**PROBLEM 1**
Could you scale the records from the line that contains "Exercise. Identify the pavement" through the end of the records, giving only those lines again with the requests included, and multiplying every point coordinate in the answers by 0.8 and rounding to whole numbers with halves going up?

----- DOCUMENT PASSAGE -----

Saturday, June 4, 2011
1957 Chevrolet El Morocco, one of the rarest Chevs, it was customized with Dodge, Kaiser, and Willys parts
The primary reason for the low production numbers was the $800 conversion price which moved it too far out of reach for most consumers. It was too close to the base price for a Cadillac
It's the first time an outside contractor had designed and built a customized Chevrolet model which was later sold as a new car with a full factory warranty. The bodywork was restyled to resemble the 1955-1957 Cadillac Eldorado Biarritz, Seville and Brougham by R. Allender & Company
The primary reason for the low production numbers was the $800 conversion price which moved it too far out of reach for most consumers. It was too close to the base price for a Cadillac, which was the target to beat.
Cadillac introduced their Eldorado Brougham, not in spite or in competition with the El Morocco, but Allender felt the need to create a new El Morocco to emulate the new Brougham.

----- DATASET ROWS -----

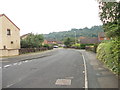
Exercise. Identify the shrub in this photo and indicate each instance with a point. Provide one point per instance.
(108, 52)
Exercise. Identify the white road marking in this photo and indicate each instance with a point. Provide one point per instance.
(25, 61)
(9, 85)
(19, 63)
(15, 63)
(7, 66)
(69, 77)
(86, 80)
(63, 82)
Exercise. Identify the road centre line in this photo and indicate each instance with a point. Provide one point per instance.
(7, 65)
(86, 80)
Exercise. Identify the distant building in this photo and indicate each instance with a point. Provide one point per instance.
(9, 37)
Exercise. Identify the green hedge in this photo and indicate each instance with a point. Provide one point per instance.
(108, 52)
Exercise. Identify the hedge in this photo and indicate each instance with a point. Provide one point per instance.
(108, 52)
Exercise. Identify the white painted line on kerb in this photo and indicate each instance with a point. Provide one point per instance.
(86, 80)
(7, 66)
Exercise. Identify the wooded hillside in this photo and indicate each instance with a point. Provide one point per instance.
(85, 32)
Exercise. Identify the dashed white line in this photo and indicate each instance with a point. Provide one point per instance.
(15, 63)
(19, 63)
(9, 85)
(7, 66)
(86, 80)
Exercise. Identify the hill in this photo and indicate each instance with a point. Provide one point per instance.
(85, 32)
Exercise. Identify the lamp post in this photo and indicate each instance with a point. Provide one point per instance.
(75, 36)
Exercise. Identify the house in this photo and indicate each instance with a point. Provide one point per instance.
(25, 36)
(52, 42)
(9, 37)
(89, 40)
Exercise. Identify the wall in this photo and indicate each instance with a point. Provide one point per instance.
(9, 52)
(11, 49)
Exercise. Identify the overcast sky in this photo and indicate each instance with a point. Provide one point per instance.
(44, 16)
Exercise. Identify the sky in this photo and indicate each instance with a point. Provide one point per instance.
(45, 16)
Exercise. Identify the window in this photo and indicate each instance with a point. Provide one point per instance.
(8, 32)
(11, 42)
(4, 47)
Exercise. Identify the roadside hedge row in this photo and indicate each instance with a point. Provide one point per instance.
(109, 53)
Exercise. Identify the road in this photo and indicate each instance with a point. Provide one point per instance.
(60, 68)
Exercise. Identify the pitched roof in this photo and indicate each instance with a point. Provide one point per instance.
(25, 35)
(9, 20)
(89, 40)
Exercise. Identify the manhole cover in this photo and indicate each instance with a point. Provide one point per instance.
(63, 82)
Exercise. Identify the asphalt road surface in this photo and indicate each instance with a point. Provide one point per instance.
(60, 68)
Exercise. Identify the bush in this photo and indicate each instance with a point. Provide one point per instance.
(83, 46)
(108, 52)
(48, 46)
(77, 46)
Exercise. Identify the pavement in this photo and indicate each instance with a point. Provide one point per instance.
(58, 68)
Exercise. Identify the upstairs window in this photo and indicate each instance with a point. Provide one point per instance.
(8, 32)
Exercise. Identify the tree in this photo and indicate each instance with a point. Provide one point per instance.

-----

**PROBLEM 2**
Can you pick up the text on the 1957 Chevrolet El Morocco after its last sentence and keep it going?

**TASK RESPONSE 1**
Exercise. Identify the pavement in this photo and indicate each instance with a point. Provide one point per instance.
(46, 54)
Exercise. Identify the upstairs window in this photo and indicate each instance with a point. Provide one point per instance.
(6, 26)
Exercise. Identify the tree in this photo and indicate each instance with a point. Provide one point per instance.

**TASK RESPONSE 2**
Allender was a longtime Cadillac owner who envisioned a smaller, easier to maneuver Cadillac that his grandchildren could learn to drive with. He purchased a new Eldorado Biarritz convertible in 1955 and reckoned that with some additional bodywork, the new 1955 Chevrolet could be re-styled to resemble the Eldorado.
Problems with the fiberglass body production for the 1956 cars led to the use of steel for the 1957 models. This required comprehensive metalwork changes, including removing and filling the 1957′s rocket hood spears with steel, and welding on the steel rear tail-fin extensions. The car’s interiors and exterior hardware was set aside for reuse or sale to local collision shops.
The first cars were created in 1956 on Chevrolet platforms and designed to resemble the 1955 and 1956 Cadillac Eldorado. The name ‘El Morocco‘ was from a popular Manhattan night club and had similarities to the name ‘El Dorado’.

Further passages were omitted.